Entries supplied:
────────────────────

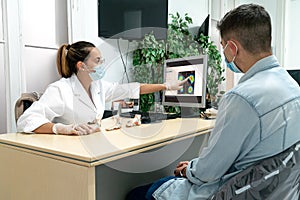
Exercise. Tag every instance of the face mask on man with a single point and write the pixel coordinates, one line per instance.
(231, 65)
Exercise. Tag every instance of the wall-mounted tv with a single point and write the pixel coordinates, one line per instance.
(132, 19)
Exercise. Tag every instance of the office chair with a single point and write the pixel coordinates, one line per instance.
(25, 102)
(277, 177)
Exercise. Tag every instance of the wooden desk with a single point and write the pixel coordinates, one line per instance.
(103, 165)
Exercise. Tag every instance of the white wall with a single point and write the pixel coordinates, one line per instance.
(44, 30)
(292, 32)
(2, 76)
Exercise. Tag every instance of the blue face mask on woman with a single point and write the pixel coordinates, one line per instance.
(231, 64)
(98, 74)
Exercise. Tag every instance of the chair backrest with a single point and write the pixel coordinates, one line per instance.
(277, 177)
(25, 102)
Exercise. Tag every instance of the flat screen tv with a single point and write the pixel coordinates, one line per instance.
(132, 19)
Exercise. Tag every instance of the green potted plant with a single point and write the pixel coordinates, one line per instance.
(150, 54)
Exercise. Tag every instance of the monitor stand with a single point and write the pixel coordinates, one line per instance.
(187, 112)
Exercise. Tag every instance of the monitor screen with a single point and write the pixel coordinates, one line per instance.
(193, 92)
(132, 19)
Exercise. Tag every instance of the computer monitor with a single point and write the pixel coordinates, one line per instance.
(193, 93)
(295, 74)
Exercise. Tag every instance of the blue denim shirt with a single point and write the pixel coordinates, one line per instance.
(257, 119)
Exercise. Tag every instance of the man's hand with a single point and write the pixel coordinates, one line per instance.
(181, 169)
(80, 129)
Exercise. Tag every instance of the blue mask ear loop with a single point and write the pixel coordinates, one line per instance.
(235, 51)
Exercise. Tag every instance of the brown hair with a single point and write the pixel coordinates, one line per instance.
(250, 24)
(69, 55)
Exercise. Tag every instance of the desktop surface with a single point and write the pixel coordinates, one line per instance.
(148, 117)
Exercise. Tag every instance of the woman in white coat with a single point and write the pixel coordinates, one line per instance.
(74, 105)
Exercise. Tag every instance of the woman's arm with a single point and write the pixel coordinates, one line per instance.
(150, 88)
(45, 128)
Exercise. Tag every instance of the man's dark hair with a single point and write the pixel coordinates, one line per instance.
(249, 24)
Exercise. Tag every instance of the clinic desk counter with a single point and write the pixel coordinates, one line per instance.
(46, 166)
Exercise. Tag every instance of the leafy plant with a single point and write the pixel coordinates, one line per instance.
(149, 57)
(215, 71)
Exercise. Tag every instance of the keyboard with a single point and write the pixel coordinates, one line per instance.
(148, 117)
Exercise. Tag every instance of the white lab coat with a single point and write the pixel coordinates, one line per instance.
(65, 101)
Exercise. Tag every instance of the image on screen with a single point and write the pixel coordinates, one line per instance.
(189, 86)
(193, 92)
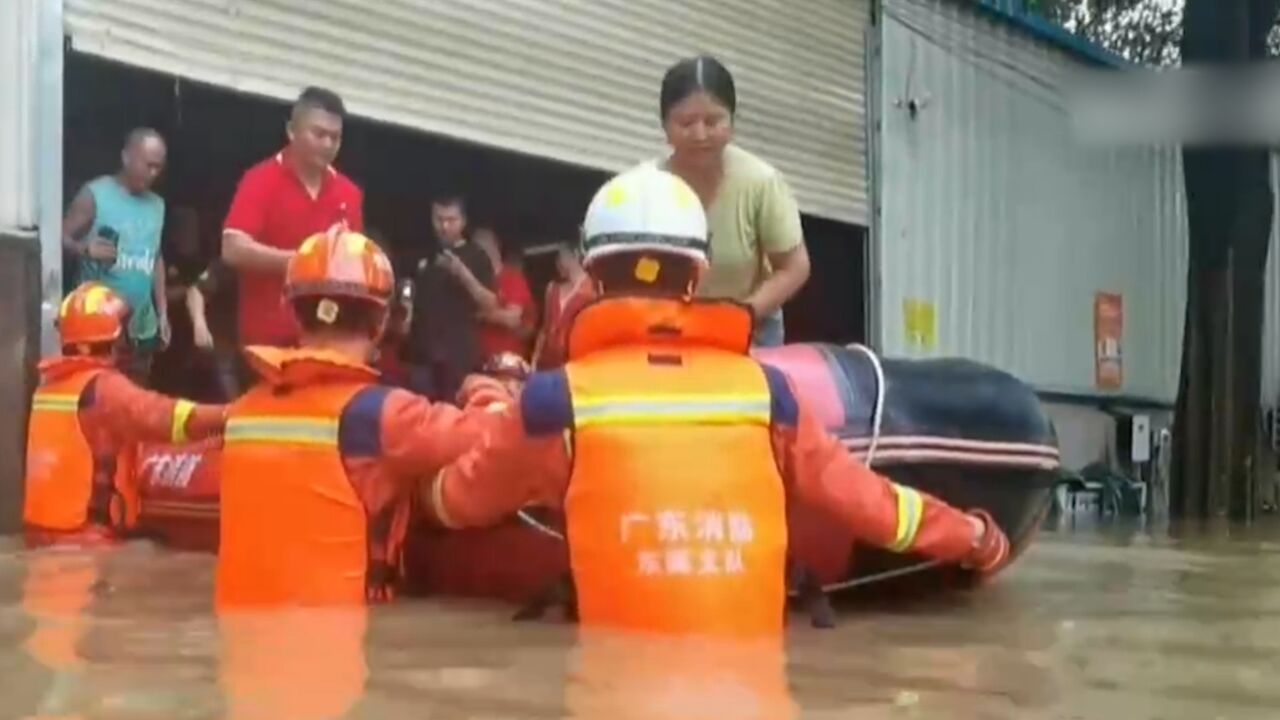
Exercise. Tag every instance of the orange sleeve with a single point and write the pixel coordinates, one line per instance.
(506, 472)
(876, 509)
(127, 414)
(420, 437)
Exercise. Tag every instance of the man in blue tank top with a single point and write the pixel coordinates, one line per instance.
(113, 229)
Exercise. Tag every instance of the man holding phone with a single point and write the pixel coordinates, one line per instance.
(453, 283)
(113, 231)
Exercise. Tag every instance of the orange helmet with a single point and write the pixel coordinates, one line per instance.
(92, 314)
(339, 263)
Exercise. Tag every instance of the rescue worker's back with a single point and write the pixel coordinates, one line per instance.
(319, 460)
(673, 452)
(86, 420)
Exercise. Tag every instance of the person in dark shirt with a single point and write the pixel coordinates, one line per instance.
(184, 368)
(453, 283)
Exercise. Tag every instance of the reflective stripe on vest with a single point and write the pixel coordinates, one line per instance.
(55, 402)
(910, 509)
(283, 429)
(679, 409)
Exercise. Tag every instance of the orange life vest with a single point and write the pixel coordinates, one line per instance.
(292, 528)
(60, 465)
(676, 511)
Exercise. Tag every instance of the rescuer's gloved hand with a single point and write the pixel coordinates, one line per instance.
(483, 391)
(991, 551)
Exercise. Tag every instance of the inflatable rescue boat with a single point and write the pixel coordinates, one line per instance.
(961, 431)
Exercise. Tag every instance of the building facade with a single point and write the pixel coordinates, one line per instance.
(942, 126)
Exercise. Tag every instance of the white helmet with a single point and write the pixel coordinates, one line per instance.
(645, 209)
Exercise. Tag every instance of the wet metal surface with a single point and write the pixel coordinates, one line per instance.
(1086, 625)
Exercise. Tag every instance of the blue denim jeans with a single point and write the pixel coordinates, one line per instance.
(769, 331)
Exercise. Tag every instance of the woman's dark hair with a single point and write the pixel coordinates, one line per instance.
(352, 315)
(698, 74)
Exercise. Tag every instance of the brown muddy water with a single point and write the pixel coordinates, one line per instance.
(1101, 624)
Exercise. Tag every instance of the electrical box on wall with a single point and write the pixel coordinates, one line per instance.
(1133, 437)
(1139, 450)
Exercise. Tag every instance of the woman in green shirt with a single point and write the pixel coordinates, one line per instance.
(758, 254)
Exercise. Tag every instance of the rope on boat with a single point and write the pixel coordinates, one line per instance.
(545, 529)
(878, 409)
(878, 577)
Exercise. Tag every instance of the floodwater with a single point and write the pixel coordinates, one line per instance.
(1098, 624)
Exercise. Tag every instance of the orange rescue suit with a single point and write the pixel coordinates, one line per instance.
(319, 464)
(675, 479)
(673, 455)
(86, 420)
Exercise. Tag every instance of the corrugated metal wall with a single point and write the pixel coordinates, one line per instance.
(18, 33)
(571, 80)
(1002, 226)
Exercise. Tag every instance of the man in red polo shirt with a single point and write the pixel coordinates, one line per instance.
(282, 201)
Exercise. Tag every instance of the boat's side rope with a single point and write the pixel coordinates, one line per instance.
(878, 409)
(878, 577)
(545, 529)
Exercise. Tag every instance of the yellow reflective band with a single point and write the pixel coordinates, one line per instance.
(182, 411)
(55, 402)
(682, 409)
(286, 431)
(910, 509)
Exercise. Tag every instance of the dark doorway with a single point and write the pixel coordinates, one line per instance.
(214, 135)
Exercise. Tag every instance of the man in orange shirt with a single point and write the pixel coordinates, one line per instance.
(86, 422)
(673, 452)
(510, 327)
(320, 460)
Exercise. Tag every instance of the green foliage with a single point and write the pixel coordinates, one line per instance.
(1142, 31)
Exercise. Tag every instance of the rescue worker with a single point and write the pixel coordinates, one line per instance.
(320, 460)
(673, 452)
(86, 422)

────────────────────

Work task:
Please set down every record exactly as it appears, leaving out the pictures.

Answer to the problem:
Exercise. Tag every instance of the face mask on man with a single point and write the pixel coordinates, one line per instance.
(231, 65)
Exercise. Tag every instance of the wall-mounted tv with a single point and write the pixel coordinates, one line per instance.
(132, 19)
Exercise. Tag every instance of the office chair with a single point and write the pixel coordinates, one line per instance.
(25, 102)
(277, 177)
Exercise. Tag every instance of the wooden desk with a single point and write the pixel coordinates, one line per instance.
(103, 165)
Exercise. Tag every instance of the white wall with a single point and write the pixel coordinates, one line per instance.
(44, 30)
(292, 32)
(2, 76)
Exercise. Tag every instance of the blue face mask on woman with a single point and write the pixel coordinates, one line per instance.
(231, 64)
(98, 74)
Exercise. Tag every instance of the chair backrest with a single point and write the pixel coordinates, one line per instance.
(277, 177)
(25, 102)
Exercise. Tag every instance of the flat screen tv with a single point and write the pixel coordinates, one line per instance.
(132, 19)
Exercise. Tag every instance of the green potted plant with a single point and write the pixel coordinates, one line per instance.
(150, 54)
Exercise. Tag every instance of the monitor stand with a single point and write the pixel coordinates, one line per instance.
(187, 112)
Exercise. Tag every instance of the monitor screen with a single point and write the pixel coordinates, one line per instance.
(193, 92)
(132, 19)
Exercise. Tag every instance of the computer monitor with a single point and write the pixel coordinates, one line per instance.
(193, 93)
(295, 74)
Exercise. Tag every instance of the blue denim shirt with a single point and write the pixel coordinates, one line per instance.
(257, 119)
Exercise. Tag every instance of the man's hand with a single point and write the pixel coordinates, one line per instance.
(181, 169)
(80, 129)
Exercise. Tag every instance of the blue mask ear loop with a single point and write the pixel coordinates, one line per instance.
(235, 51)
Exercise. Tag every instance of the brown hair with a single point and write the pixel coordinates, one line per instance.
(250, 24)
(69, 55)
Exercise. Tag every instance of the desktop surface with a single point and write the pixel coordinates, one line per instance.
(148, 117)
Exercise. Tag every instance of the woman in white coat with a single point and write the pixel coordinates, one line per instance.
(74, 105)
Exercise. Tag every instance of the woman's arm with a single point and write the pixel coordinates, one line per instance.
(150, 88)
(45, 128)
Exercise. Tag every instance of the man's dark hair with a single point and write the pixel coordinates, one line per instance.
(249, 24)
Exercise. Tag every instance of the clinic desk counter with a single point and write the pixel coordinates, one line per instance.
(46, 166)
Exercise. Tag every instance of the leafy plant with a single point and write the pixel coordinates, one line per instance.
(149, 57)
(215, 71)
Exercise. Tag every instance of the keyboard with a single point and write the pixel coordinates, one line per instance.
(148, 117)
Exercise. Tag every instance of the white lab coat with a single point and write the pixel coordinates, one line per instance.
(65, 101)
Exercise. Tag every instance of the image on screen with a single point and write the pixel coordinates, one line per instance.
(189, 86)
(193, 92)
Exercise. Tag every instance of the orange sleeve with a single point and write the pixel coordinates, one line per instance.
(506, 472)
(876, 509)
(127, 414)
(420, 437)
Exercise. Tag every instance of the man in blue tank top with a single point and write the pixel coordinates, one line per instance.
(113, 229)
Exercise. Tag every instance of the man holding phone with a single point and write the pixel coordinates, one line per instance.
(453, 283)
(113, 231)
Exercise. Tag every instance of the orange helmet with a single point and write the pixel coordinates, one line per instance.
(92, 314)
(339, 263)
Exercise. Tag every instance of the rescue worker's back with a single point and write the pixel coordinates, one line per instance.
(319, 460)
(673, 452)
(86, 420)
Exercise. Tag every instance of the person in dark shirt with a single point and write the pixel coordinates, one line per instance.
(184, 368)
(453, 283)
Exercise. Tag every instance of the reflective stripe on vest with a single point and write the pixel coordinates, one line per instance.
(55, 402)
(910, 509)
(283, 429)
(679, 409)
Exercise. Tag every instance of the orange life vest with a single point and write the pixel coordinates, one line per instance.
(292, 528)
(60, 465)
(676, 511)
Exercise. Tag every instance of the rescuer's gloved hand with a single point and write the pixel coordinates, one line per instance.
(483, 391)
(991, 551)
Exercise. Tag every instance of the inflatable rescue boat with a single point and write the pixel coordinates, one line per instance.
(961, 431)
Exercise. Tag every instance of the building facade with a single point and write the pixel coordinates, one line per instance.
(942, 126)
Exercise. Tag every instance of the white helmet with a single point and write the pixel coordinates, one line per instance.
(645, 209)
Exercise. Tag every instance of the wet metal surface with a single point and write the pixel coordinates, one line per instance.
(1086, 625)
Exercise. Tag every instance of the blue denim jeans with a single point and write the pixel coordinates, one line per instance.
(769, 331)
Exercise. Tag every instance of the woman's dark hair with a single point and write the pixel coordinates, one line per instance.
(352, 315)
(698, 74)
Exercise. Tag every instance of the brown muddy water with a single point and write the pixel coordinates, one line per instance.
(1101, 624)
Exercise. Tag every instance of the electrical box on wall with a single point and write the pixel coordinates, one line per instance.
(1133, 437)
(1139, 450)
Exercise. Tag every instance of the woman in green shirt with a single point and write the pixel coordinates, one line per instance.
(758, 254)
Exercise. Tag every instance of the rope on boat with a single point and write the pixel coordinates, one line per instance.
(545, 529)
(878, 409)
(878, 577)
Exercise. Tag every instance of the floodwater with a single point and write the pixel coordinates, one line per instance.
(1098, 624)
Exercise. Tag every instance of the orange rescue suit with a single point and write the pixel coordinates, one line per instance.
(319, 464)
(675, 479)
(673, 455)
(86, 420)
Exercise. Tag every instance of the corrugated metal wall with a single point and write the pixel coordinates, one line per instance.
(18, 33)
(571, 80)
(1002, 226)
Exercise. Tag every instance of the man in red polo shirt with a single point and write the pixel coordinates, one line per instance.
(282, 201)
Exercise. Tag every instance of the boat's side rope with a single point and write the pixel coordinates, one line per instance.
(878, 409)
(878, 577)
(545, 529)
Exercise. Tag every instance of the yellow reflective band with a single point and write the pixel coordinates, one line per instance.
(182, 411)
(55, 402)
(682, 409)
(286, 431)
(910, 509)
Exercise. Tag every instance of the dark doorway with a single point and write the pixel coordinates, one line per instance.
(214, 135)
Exercise. Tag every instance of the man in orange shirt with a single point and write the pixel coordinates, one line per instance.
(86, 422)
(673, 452)
(510, 327)
(320, 460)
Exercise. Tag every instance of the green foliage with a single point and write the pixel coordinates, one line per instance.
(1142, 31)
Exercise. Tag every instance of the rescue worker with a single point and write the pixel coordinates, one line per instance.
(320, 460)
(673, 452)
(86, 422)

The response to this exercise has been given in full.